### WHAT IS ASKED
Count how many lines in the lines below contain the word "building", and give only that number.
━━ GIVEN RECORDS
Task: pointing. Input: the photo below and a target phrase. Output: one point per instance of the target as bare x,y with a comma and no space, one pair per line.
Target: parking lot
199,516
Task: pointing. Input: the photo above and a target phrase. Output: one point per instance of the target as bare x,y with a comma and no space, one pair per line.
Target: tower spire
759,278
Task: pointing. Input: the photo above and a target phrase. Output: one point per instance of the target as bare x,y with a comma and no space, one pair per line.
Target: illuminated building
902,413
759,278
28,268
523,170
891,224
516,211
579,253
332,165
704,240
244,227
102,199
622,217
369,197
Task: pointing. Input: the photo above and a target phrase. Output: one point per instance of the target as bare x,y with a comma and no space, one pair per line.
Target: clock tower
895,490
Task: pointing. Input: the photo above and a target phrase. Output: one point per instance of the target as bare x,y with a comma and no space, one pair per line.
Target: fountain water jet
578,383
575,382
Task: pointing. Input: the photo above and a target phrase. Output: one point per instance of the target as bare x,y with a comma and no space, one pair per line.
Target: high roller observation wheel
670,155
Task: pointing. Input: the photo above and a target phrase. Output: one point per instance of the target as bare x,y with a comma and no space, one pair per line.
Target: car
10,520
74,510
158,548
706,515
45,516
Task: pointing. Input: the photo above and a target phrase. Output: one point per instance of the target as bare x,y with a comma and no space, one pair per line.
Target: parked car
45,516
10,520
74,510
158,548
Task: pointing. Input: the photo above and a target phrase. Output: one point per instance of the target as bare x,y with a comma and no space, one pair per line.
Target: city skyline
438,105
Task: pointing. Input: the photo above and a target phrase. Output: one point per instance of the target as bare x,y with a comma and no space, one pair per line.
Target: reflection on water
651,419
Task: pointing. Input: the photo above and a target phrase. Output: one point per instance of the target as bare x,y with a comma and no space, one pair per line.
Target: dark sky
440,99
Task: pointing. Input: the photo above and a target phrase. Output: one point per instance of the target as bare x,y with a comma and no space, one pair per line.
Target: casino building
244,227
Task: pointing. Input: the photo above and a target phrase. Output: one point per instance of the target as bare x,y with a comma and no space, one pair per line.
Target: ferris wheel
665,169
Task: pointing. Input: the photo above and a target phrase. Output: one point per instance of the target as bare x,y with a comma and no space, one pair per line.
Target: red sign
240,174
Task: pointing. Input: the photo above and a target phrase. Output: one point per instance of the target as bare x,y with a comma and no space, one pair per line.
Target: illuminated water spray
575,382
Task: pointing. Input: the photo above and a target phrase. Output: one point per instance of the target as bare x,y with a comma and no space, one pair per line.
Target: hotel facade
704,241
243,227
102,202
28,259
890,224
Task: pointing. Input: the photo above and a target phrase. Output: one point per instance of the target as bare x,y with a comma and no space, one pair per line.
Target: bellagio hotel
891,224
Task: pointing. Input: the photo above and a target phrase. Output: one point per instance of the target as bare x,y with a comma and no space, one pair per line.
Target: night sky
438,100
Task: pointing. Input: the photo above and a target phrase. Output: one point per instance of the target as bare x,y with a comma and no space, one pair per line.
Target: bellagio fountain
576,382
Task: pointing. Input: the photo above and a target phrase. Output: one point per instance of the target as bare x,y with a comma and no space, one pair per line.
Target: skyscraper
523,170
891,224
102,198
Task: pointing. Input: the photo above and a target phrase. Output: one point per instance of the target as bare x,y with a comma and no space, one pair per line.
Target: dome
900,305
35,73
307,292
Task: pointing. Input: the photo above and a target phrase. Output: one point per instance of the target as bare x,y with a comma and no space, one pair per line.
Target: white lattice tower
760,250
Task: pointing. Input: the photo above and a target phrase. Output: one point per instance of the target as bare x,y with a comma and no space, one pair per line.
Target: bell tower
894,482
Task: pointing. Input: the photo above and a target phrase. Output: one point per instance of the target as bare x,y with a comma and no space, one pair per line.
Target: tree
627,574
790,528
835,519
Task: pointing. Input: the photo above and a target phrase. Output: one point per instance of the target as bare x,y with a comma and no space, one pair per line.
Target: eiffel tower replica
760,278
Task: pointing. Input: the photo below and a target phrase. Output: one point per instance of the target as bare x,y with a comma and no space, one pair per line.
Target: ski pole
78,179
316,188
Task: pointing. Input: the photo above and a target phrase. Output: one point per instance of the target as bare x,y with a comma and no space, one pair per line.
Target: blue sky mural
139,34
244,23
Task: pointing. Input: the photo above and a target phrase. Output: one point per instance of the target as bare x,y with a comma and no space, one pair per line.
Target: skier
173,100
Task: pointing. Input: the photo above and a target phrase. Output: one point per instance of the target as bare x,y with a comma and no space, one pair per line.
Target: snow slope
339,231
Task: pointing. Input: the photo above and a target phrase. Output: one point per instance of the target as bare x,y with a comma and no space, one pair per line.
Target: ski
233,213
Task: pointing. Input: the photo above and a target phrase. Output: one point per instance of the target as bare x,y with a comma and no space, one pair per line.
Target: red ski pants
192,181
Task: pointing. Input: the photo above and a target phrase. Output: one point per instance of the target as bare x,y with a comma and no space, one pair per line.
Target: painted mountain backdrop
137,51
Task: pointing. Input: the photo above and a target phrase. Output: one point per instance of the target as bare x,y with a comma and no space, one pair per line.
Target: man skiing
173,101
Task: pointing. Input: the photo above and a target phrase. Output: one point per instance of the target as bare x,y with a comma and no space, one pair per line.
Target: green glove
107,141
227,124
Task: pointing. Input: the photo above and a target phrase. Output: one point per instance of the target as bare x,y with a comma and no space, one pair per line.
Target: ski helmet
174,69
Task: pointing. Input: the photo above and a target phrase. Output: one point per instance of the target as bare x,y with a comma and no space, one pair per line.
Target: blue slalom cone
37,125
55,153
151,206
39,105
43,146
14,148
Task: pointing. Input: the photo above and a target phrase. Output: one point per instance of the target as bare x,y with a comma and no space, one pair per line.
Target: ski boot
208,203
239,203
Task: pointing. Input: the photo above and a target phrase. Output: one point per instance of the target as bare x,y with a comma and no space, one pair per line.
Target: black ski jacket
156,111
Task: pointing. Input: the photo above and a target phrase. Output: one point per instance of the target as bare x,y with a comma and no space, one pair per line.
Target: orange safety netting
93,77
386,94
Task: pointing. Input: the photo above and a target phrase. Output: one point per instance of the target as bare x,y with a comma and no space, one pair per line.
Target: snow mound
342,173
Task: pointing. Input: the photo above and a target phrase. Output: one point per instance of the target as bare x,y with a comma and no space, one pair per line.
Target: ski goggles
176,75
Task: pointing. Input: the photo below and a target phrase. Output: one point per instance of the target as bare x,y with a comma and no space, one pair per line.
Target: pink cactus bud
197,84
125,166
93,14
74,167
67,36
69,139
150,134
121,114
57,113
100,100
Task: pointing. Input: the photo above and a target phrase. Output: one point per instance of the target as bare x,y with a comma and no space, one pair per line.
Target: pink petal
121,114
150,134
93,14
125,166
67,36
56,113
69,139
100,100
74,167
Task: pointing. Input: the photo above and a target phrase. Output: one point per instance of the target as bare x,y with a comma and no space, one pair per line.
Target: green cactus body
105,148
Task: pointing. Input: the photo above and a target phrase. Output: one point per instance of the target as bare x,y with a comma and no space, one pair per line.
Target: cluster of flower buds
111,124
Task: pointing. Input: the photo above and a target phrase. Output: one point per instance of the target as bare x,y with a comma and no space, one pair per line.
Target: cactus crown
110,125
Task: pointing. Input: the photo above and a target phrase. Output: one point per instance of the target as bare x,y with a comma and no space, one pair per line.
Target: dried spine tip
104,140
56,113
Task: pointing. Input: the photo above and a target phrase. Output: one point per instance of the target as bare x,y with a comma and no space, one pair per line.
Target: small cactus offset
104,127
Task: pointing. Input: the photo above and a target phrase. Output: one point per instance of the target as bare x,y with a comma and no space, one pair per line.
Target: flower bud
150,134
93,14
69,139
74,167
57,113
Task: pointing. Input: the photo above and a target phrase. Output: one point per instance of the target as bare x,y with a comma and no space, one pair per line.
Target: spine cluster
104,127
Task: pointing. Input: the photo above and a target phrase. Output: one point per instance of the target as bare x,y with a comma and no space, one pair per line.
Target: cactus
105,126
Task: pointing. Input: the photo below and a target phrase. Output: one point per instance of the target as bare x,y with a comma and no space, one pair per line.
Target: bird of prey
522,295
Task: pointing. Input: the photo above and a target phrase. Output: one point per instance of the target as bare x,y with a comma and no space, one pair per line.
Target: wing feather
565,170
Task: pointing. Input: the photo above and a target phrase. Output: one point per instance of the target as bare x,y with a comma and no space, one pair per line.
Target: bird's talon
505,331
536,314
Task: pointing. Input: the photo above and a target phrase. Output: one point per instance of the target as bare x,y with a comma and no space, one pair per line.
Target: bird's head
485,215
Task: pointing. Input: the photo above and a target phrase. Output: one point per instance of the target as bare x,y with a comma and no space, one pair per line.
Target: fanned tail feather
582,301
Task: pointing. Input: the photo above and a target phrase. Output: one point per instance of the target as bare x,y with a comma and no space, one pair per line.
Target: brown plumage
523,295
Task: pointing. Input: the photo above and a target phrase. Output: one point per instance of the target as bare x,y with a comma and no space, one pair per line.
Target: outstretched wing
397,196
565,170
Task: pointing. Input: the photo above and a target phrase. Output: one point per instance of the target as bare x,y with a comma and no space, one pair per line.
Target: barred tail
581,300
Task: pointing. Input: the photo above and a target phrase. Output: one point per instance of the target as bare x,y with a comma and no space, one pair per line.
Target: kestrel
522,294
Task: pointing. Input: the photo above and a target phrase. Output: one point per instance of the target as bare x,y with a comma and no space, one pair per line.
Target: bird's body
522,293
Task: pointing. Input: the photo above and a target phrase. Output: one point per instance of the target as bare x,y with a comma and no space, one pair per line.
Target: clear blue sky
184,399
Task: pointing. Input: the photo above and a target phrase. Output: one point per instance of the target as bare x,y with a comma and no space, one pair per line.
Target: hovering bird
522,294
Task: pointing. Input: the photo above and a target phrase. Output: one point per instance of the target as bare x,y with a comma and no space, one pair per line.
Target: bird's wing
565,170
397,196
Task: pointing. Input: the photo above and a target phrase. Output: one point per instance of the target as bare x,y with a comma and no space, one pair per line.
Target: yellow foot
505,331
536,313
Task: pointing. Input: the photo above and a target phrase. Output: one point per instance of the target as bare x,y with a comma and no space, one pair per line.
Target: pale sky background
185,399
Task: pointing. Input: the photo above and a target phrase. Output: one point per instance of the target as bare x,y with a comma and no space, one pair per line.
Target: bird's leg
━━━━
### SOLUTION TO THE EXERCISE
2